**Task goal:**
Restate the full set of records exactly, word for word.

◆ ◆ ◆ ◆ ◆ ◆ ◆

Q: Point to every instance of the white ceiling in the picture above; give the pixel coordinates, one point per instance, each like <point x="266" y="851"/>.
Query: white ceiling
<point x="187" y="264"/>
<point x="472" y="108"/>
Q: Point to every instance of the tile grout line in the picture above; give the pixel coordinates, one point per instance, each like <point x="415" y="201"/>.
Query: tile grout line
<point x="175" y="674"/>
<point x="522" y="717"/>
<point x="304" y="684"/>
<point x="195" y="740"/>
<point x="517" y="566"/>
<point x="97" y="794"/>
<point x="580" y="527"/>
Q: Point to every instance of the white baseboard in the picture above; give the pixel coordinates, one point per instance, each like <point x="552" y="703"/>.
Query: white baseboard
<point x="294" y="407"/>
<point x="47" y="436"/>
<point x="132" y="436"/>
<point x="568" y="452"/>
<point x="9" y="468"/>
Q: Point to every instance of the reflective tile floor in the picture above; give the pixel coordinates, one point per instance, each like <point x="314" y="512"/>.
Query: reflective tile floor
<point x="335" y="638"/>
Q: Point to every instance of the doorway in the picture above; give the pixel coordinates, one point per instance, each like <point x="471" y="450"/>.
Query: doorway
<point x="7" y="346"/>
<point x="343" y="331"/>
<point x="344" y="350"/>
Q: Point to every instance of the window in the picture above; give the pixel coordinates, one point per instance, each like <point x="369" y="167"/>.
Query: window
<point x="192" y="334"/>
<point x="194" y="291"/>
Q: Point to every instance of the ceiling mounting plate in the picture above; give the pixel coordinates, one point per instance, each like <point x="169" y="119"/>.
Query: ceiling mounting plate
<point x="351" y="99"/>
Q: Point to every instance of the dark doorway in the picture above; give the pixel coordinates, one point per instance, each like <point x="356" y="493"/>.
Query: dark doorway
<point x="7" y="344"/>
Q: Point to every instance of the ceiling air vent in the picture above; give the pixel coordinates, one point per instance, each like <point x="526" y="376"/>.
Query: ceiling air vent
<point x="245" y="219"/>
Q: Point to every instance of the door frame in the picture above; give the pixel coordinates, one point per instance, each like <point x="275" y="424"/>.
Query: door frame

◆ ◆ ◆ ◆ ◆ ◆ ◆

**Output for this task:**
Q: Point to every instance of the white ceiling in the picture above; give the pixel coordinates, one point per instance, each like <point x="266" y="851"/>.
Query: white ceiling
<point x="187" y="264"/>
<point x="472" y="108"/>
Q: Point to every instance of the tile grout line in the picture above; give the pixel coordinates, one point per instance, each like <point x="415" y="201"/>.
Query: tile grout line
<point x="175" y="674"/>
<point x="522" y="717"/>
<point x="304" y="684"/>
<point x="195" y="740"/>
<point x="517" y="566"/>
<point x="97" y="794"/>
<point x="580" y="527"/>
Q: Point to every instance of the white baseboard in the picture above; give the pixel coordinates, one point per instance, each like <point x="552" y="703"/>.
Query: white baseboard
<point x="294" y="407"/>
<point x="47" y="436"/>
<point x="132" y="436"/>
<point x="568" y="452"/>
<point x="9" y="468"/>
Q: Point to every instance of the reflective tile floor in the picture above; give the pixel coordinates, one point per instance, each like <point x="314" y="512"/>.
Query: reflective tile floor
<point x="335" y="638"/>
Q: Point to every instance of the doorway in the picture above; give the pixel coordinates, one point per instance, each like <point x="471" y="450"/>.
Query: doorway
<point x="7" y="346"/>
<point x="343" y="331"/>
<point x="344" y="350"/>
Q: Point to every instance of the window in the picture above; give the pixel coordinates, one point per instance, each like <point x="369" y="167"/>.
Query: window
<point x="192" y="334"/>
<point x="194" y="291"/>
Q: Point to every instance of the ceiling mounting plate in the picture above; give the pixel coordinates, one point per instance, each like <point x="169" y="119"/>.
Query: ceiling mounting plate
<point x="351" y="99"/>
Q: Point to every instance of the dark doorway in the picture above; give the pixel coordinates, one point per instance, each like <point x="356" y="493"/>.
Query: dark doorway
<point x="7" y="344"/>
Q: Point to every instance of the ceiling air vent in the picture above; give the pixel coordinates, one point per instance, each like <point x="526" y="376"/>.
Query: ceiling air vent
<point x="245" y="219"/>
Q: Point to every instance of the door frame in the picture above; give the pixel coordinates, one point per instance, each like <point x="275" y="424"/>.
Query: door frame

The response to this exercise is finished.